What you are asked to do ->
Reproduce word for word the lines in the records below, starting with the line that contains "pixel 238 165." and going on through the line that contains "pixel 263 188". Include both of those lines and nothing else.

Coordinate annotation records
----
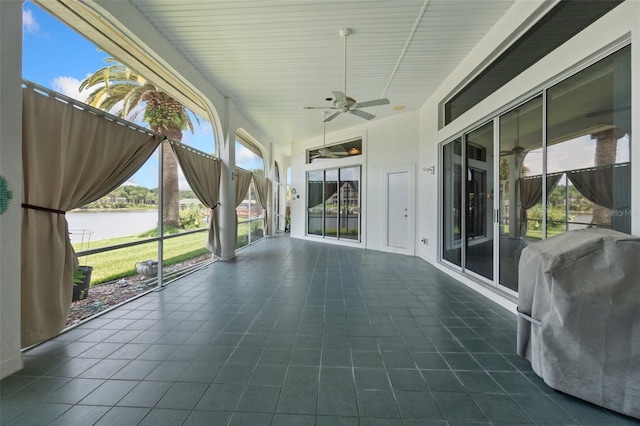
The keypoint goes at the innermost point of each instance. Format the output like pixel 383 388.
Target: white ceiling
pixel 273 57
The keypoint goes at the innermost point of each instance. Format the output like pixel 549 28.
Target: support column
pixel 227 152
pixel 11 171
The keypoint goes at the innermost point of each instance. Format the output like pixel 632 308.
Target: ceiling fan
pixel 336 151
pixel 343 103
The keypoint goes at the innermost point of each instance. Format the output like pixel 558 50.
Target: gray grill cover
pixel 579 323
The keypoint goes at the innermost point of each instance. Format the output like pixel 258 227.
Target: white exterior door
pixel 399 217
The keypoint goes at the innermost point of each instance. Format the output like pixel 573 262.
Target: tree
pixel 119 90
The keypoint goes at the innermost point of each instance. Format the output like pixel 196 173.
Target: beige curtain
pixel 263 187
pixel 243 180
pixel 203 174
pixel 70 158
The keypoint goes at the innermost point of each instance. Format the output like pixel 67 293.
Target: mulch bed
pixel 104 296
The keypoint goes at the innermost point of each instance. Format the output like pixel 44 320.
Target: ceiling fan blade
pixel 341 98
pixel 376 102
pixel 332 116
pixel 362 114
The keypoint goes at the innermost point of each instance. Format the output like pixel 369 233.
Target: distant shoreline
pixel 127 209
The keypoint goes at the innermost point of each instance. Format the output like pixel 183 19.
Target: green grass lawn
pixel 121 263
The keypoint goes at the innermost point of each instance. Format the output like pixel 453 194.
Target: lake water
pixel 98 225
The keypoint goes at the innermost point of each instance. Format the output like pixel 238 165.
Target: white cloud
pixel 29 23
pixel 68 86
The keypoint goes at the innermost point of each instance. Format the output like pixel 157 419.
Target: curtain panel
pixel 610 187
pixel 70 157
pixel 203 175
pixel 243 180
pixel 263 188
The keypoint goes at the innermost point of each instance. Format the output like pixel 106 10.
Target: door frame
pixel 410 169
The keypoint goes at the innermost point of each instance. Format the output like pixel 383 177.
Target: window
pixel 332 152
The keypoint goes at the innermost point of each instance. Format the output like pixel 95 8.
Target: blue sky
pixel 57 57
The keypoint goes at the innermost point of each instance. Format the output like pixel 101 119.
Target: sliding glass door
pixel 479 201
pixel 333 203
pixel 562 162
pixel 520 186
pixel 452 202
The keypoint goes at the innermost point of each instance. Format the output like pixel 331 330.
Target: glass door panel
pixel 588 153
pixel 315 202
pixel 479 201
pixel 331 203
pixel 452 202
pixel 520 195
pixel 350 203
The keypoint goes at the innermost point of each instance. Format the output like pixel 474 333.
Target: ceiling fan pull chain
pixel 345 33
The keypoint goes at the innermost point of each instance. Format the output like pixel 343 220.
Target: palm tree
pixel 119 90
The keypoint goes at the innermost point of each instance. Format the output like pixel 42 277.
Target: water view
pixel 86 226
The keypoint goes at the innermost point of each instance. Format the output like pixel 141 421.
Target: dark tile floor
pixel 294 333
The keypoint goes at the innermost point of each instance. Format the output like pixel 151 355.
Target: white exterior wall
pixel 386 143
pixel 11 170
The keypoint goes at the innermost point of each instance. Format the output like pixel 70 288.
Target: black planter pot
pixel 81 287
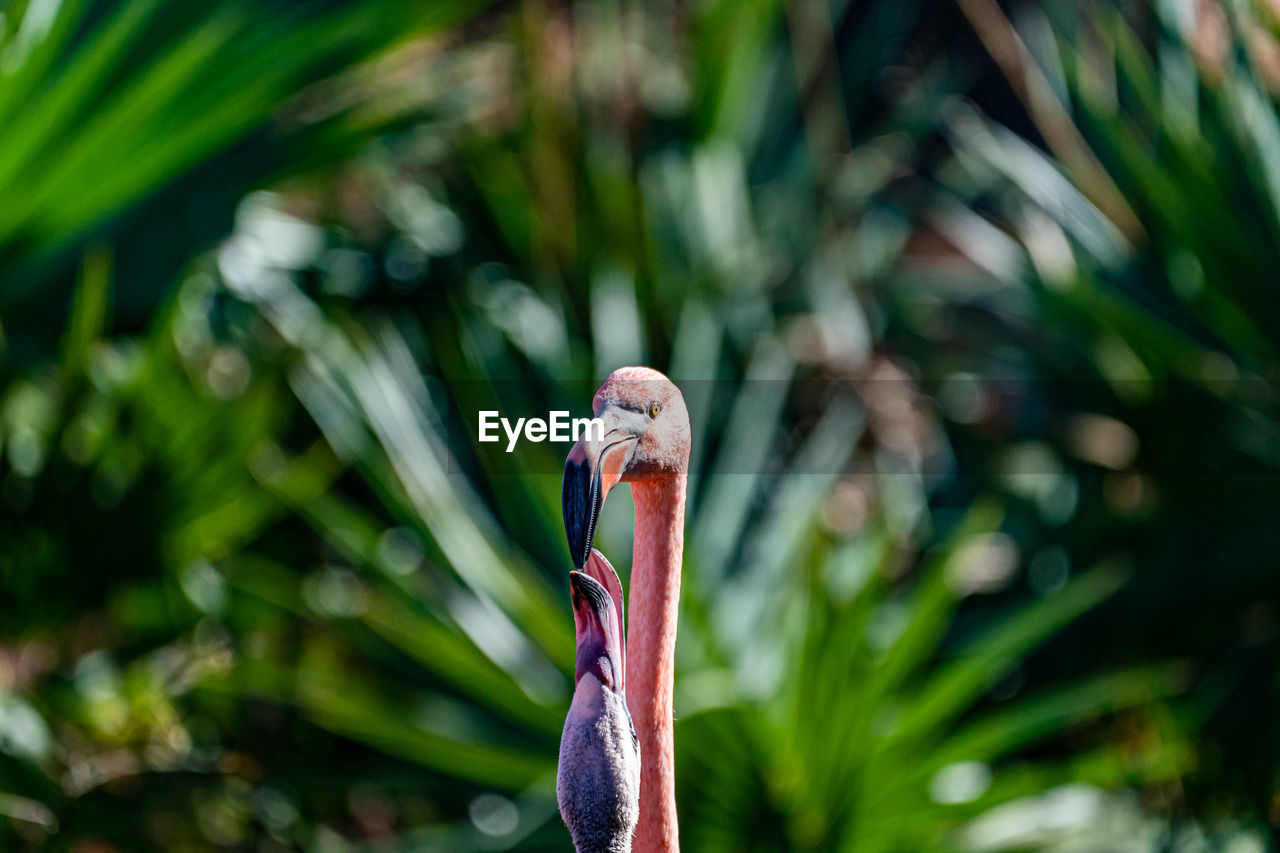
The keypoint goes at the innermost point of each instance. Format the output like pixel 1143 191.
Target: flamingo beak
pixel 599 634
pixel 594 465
----
Correct response ->
The keypoint goes at the innermost point of each instance. Format the output like pixel 238 165.
Target: white cloud
pixel 29 23
pixel 68 86
The keypoint goes at the innermost point of each instance. Format the output like pixel 157 419.
Target: curtain panel
pixel 610 187
pixel 70 157
pixel 203 175
pixel 243 180
pixel 263 188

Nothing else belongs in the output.